Exact reproduction of every entry is required.
===== Records supplied =====
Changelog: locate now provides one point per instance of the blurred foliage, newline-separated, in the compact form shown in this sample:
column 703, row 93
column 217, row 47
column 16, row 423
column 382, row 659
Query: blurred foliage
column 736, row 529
=====
## Answer space
Changelog: locate now provides one point per instance of the blurred foliage, newline-separated, in the compact form shown in this sample:
column 703, row 93
column 217, row 47
column 16, row 423
column 382, row 659
Query: blurred foliage
column 736, row 529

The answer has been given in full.